(Items listed in a dataset)

====

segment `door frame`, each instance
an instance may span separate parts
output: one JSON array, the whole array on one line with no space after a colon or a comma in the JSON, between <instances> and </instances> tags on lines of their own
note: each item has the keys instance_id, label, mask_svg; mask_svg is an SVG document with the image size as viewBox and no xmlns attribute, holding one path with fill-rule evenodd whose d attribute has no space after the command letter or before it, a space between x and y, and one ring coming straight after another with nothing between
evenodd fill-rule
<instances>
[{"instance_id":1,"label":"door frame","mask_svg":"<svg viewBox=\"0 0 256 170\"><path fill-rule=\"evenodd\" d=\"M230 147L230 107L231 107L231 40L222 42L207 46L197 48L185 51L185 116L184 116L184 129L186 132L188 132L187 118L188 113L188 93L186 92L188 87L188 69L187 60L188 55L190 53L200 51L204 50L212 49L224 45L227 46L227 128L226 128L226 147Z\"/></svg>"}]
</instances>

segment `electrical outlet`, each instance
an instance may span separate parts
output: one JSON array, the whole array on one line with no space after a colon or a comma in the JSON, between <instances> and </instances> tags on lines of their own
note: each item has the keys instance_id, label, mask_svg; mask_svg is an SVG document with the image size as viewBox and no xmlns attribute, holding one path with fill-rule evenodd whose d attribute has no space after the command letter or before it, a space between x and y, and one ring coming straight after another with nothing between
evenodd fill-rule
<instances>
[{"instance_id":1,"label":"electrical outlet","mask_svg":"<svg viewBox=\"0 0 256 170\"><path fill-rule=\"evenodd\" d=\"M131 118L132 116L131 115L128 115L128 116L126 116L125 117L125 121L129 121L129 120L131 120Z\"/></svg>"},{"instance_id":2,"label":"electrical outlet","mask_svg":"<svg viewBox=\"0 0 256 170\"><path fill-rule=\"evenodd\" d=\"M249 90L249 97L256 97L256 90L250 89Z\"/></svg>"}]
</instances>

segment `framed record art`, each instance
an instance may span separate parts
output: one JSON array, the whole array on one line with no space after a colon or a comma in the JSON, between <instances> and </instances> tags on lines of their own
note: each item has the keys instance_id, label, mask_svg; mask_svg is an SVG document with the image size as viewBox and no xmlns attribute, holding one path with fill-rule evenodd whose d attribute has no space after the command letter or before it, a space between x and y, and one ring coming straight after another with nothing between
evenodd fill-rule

====

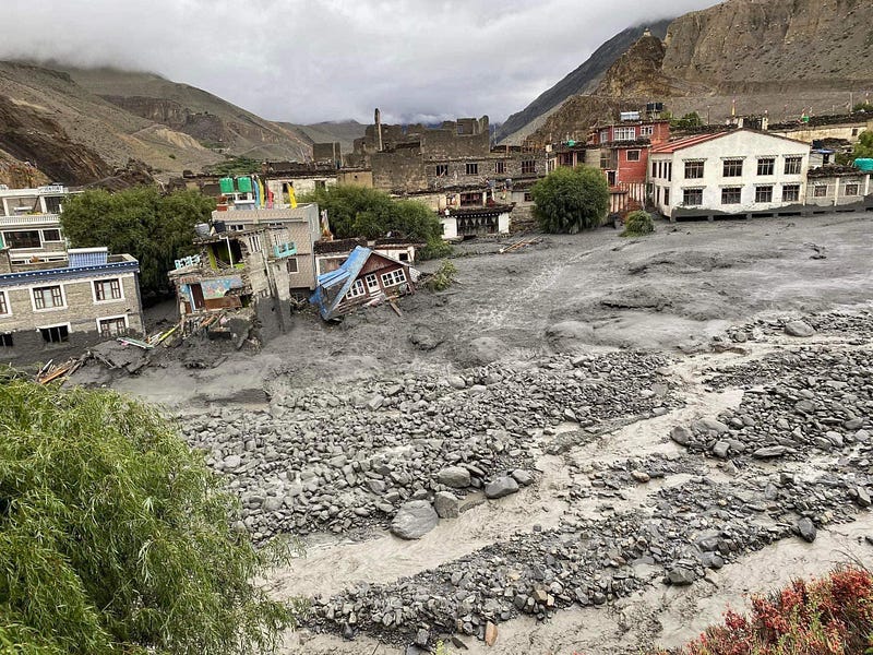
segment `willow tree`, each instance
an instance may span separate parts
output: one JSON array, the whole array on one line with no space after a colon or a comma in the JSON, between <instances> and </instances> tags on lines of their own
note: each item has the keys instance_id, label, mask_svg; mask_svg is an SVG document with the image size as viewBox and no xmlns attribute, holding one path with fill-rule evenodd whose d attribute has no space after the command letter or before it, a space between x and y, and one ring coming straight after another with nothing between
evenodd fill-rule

====

How many lines of the items above contain the string "segment"? Reply with the number alone.

:: Answer to this task ::
4